◆ Exercise aim
Across the records below, how many lines contain the string "stucco"? Give the number by itself.

+++ Data for this task +++

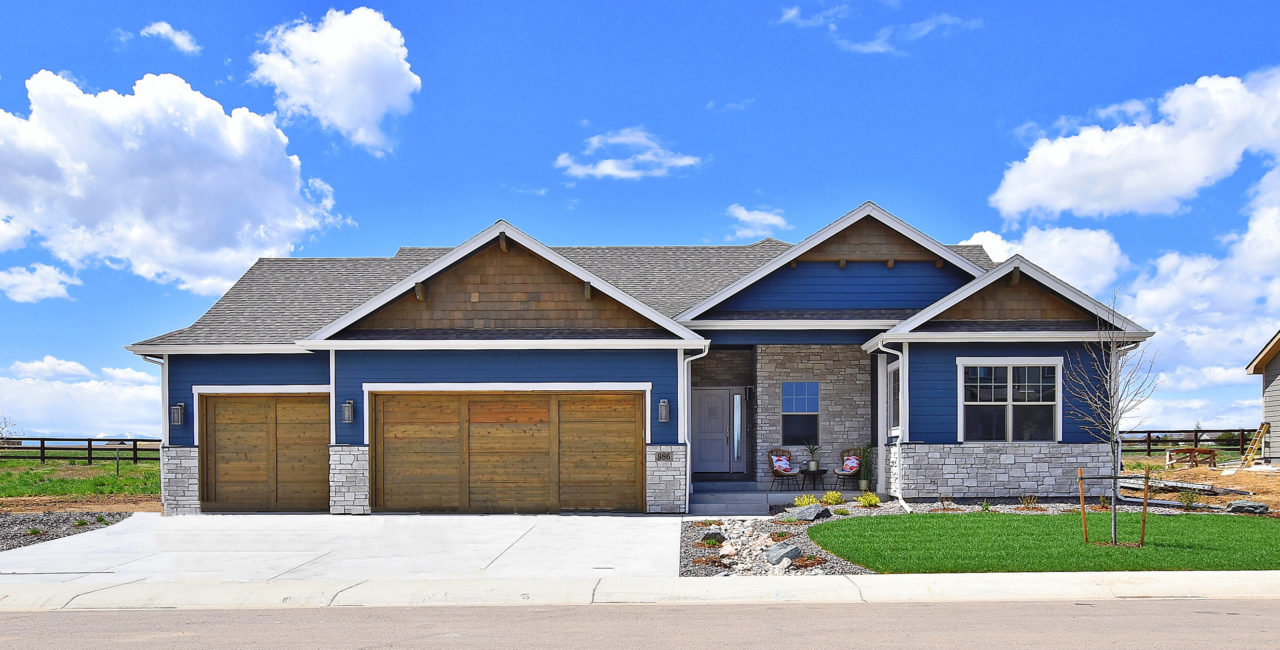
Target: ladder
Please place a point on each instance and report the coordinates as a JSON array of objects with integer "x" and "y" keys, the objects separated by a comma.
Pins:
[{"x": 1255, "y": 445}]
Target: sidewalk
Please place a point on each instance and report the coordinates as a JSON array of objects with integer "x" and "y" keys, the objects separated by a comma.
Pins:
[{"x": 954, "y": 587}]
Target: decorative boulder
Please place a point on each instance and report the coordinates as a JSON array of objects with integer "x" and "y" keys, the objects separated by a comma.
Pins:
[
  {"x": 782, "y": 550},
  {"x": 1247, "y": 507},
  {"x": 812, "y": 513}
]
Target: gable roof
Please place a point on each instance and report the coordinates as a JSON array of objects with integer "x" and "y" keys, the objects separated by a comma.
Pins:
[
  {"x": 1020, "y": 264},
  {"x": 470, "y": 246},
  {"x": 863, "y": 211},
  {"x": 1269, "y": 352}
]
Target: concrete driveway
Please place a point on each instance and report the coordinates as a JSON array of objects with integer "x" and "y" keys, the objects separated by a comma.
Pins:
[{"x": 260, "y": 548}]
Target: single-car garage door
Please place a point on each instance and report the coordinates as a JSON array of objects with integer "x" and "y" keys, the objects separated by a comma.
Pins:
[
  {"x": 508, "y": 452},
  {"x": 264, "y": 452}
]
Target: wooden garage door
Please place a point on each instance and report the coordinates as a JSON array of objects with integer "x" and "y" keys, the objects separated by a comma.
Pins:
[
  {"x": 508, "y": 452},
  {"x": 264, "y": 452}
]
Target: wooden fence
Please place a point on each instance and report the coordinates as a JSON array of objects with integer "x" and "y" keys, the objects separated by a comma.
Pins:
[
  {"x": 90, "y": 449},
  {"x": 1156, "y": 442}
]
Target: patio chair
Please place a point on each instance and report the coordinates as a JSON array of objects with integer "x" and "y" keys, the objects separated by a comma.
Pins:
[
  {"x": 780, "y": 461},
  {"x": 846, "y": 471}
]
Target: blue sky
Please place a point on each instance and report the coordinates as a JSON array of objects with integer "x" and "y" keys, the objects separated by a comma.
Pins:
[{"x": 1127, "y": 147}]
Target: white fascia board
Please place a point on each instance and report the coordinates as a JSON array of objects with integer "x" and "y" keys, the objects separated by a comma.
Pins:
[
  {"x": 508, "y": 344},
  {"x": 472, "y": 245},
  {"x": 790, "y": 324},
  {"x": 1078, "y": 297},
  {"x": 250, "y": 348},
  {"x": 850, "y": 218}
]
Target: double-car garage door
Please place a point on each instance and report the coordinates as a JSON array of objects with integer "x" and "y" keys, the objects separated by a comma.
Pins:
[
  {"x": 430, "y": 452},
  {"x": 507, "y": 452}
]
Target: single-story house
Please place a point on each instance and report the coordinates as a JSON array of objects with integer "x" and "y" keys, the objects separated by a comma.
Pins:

+++
+++ Data for this task +++

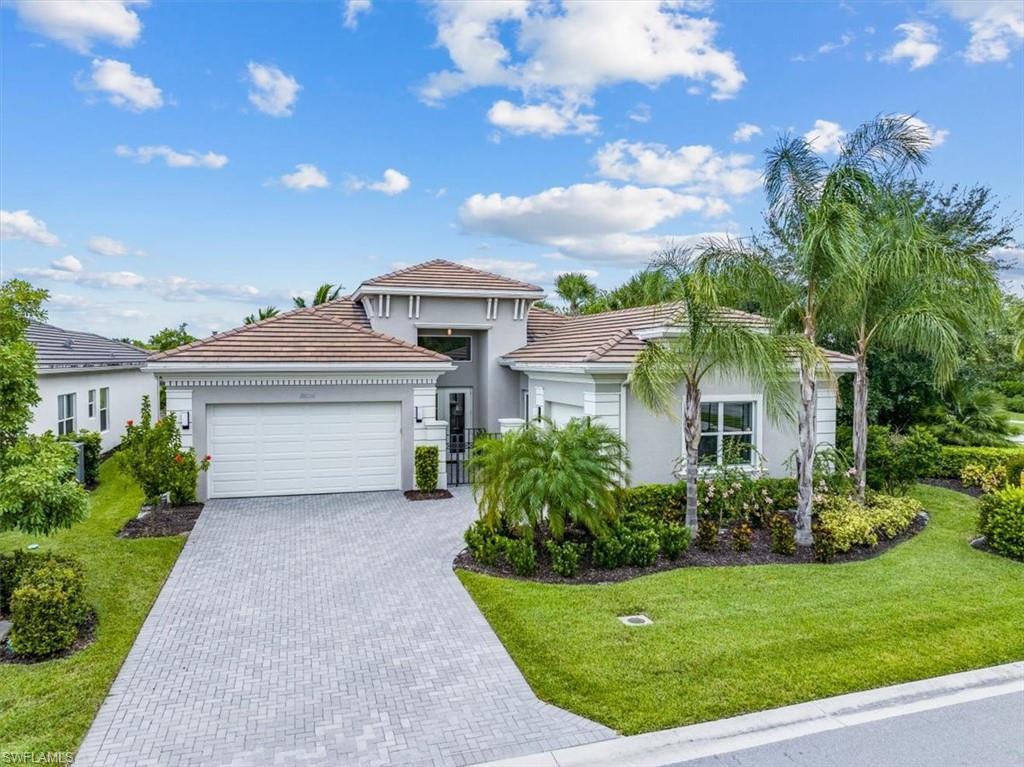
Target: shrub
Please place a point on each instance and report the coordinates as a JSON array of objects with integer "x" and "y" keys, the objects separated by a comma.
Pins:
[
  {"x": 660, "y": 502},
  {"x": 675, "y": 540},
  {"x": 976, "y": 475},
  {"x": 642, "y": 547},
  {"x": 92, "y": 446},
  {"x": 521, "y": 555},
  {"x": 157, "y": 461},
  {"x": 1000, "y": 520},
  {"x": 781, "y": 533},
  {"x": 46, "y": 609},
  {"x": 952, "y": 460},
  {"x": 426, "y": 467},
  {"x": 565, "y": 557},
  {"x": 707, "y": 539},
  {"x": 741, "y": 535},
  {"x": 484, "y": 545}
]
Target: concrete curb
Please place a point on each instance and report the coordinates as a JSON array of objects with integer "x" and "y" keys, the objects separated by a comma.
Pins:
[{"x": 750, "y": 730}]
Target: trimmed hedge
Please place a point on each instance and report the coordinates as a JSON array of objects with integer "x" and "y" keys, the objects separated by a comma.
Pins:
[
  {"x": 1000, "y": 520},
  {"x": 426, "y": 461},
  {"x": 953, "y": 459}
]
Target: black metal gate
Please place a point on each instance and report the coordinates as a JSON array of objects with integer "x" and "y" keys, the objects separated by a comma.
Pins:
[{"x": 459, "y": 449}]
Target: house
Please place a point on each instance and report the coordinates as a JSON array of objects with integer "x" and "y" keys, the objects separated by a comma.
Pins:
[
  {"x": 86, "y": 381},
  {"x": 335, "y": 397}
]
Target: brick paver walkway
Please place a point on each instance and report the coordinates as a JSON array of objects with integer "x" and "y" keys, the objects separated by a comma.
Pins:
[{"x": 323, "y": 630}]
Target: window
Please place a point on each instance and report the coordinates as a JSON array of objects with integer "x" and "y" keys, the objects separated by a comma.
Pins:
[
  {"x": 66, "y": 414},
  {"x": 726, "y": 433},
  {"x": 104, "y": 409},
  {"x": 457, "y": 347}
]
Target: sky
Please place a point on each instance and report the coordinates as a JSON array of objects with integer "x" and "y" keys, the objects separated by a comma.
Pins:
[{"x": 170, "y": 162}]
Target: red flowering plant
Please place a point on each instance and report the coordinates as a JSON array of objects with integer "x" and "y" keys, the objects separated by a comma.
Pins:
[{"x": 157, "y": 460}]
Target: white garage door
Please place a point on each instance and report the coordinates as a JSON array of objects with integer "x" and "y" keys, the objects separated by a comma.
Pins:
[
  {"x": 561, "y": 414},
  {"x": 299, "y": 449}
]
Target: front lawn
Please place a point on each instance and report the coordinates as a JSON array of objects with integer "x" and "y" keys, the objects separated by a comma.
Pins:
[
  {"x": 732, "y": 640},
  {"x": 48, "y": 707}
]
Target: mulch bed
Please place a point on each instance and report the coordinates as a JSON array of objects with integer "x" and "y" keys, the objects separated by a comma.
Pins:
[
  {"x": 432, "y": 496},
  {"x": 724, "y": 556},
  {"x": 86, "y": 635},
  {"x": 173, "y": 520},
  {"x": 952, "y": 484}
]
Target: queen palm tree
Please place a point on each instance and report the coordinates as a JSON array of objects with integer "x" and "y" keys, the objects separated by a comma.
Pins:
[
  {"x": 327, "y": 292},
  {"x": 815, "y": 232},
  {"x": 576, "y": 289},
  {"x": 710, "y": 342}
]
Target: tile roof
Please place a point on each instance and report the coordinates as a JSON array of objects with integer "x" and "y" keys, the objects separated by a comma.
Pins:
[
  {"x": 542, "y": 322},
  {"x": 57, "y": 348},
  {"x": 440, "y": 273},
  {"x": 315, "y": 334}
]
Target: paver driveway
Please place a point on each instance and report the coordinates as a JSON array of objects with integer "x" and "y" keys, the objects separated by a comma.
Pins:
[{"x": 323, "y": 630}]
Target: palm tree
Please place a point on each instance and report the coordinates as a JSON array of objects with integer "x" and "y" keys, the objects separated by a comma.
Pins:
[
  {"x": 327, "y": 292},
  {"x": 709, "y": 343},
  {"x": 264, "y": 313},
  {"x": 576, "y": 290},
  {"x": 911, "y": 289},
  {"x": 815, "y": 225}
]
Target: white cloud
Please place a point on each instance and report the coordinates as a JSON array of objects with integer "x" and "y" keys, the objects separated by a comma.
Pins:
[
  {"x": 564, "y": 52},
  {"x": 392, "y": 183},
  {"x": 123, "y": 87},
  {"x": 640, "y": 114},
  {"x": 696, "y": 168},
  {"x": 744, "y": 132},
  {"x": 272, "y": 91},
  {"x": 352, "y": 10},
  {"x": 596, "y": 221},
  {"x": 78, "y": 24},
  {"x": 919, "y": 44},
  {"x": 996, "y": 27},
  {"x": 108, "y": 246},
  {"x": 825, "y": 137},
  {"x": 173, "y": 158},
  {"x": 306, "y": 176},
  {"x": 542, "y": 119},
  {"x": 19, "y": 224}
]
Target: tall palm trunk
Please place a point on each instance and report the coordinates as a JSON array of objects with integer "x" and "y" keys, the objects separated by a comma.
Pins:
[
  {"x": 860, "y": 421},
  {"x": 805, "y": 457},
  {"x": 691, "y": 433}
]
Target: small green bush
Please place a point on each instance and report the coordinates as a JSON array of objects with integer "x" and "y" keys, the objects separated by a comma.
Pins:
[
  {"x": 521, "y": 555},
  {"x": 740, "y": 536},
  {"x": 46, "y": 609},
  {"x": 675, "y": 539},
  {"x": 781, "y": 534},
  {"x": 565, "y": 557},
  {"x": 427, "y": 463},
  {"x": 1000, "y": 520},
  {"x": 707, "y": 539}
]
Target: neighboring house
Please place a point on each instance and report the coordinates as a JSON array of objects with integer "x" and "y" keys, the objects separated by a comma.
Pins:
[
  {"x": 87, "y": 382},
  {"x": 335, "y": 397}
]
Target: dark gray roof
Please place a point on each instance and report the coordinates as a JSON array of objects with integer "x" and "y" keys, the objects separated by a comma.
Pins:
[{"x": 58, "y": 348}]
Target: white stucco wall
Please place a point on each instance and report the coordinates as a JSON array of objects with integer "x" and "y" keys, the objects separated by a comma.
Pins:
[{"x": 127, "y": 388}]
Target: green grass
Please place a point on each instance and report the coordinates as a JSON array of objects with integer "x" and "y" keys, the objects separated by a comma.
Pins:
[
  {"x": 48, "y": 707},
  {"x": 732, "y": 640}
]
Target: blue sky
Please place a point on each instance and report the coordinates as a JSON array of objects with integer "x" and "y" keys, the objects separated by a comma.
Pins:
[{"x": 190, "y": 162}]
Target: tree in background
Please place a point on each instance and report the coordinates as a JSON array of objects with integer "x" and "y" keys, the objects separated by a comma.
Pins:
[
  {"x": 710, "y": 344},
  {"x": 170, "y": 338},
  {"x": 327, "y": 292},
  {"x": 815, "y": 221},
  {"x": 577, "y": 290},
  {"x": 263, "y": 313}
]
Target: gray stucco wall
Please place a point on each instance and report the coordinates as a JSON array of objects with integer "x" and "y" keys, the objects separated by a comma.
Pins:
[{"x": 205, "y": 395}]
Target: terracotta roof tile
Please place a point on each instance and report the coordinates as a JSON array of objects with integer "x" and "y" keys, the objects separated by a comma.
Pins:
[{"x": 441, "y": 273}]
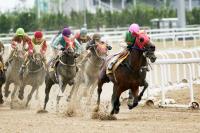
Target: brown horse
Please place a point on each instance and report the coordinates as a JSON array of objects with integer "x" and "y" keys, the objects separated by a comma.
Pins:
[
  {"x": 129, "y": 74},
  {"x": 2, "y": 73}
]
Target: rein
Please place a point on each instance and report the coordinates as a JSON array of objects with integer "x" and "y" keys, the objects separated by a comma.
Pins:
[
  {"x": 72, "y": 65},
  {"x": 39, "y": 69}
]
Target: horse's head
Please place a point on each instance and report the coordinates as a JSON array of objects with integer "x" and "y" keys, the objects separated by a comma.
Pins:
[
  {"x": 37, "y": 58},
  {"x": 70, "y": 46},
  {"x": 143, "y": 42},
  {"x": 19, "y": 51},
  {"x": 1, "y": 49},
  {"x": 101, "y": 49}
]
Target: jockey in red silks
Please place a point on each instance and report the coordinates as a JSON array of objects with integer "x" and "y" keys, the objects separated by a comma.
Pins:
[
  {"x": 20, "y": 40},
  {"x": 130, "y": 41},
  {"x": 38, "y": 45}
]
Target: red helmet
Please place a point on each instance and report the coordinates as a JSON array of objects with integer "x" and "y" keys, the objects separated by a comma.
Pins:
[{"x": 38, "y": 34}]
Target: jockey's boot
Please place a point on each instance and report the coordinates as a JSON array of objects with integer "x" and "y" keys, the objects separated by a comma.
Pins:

+++

◆ Result
2